Aim of the task
Return each line of the data below verbatim; pictures are to be left out.

Listed records

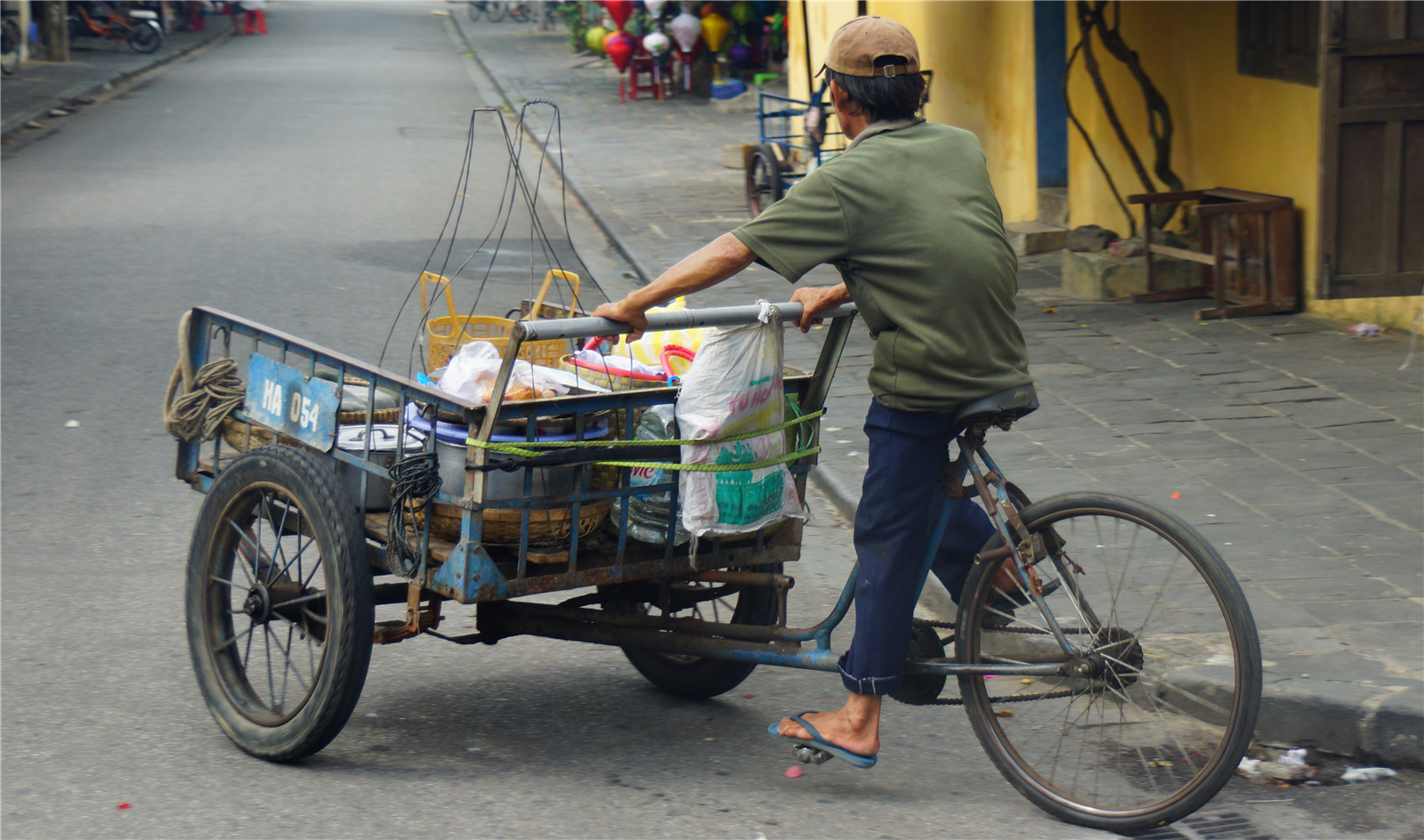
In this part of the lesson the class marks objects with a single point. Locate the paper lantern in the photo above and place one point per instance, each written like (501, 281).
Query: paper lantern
(714, 30)
(742, 54)
(595, 39)
(657, 44)
(619, 47)
(619, 11)
(687, 28)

Task response
In this part of the lesson the class marks objects with a single point. Locate the paper lantern in the photo above and place one point per instance, each written like (501, 281).
Query: paper lantern
(714, 30)
(742, 54)
(595, 39)
(657, 44)
(619, 47)
(619, 11)
(687, 28)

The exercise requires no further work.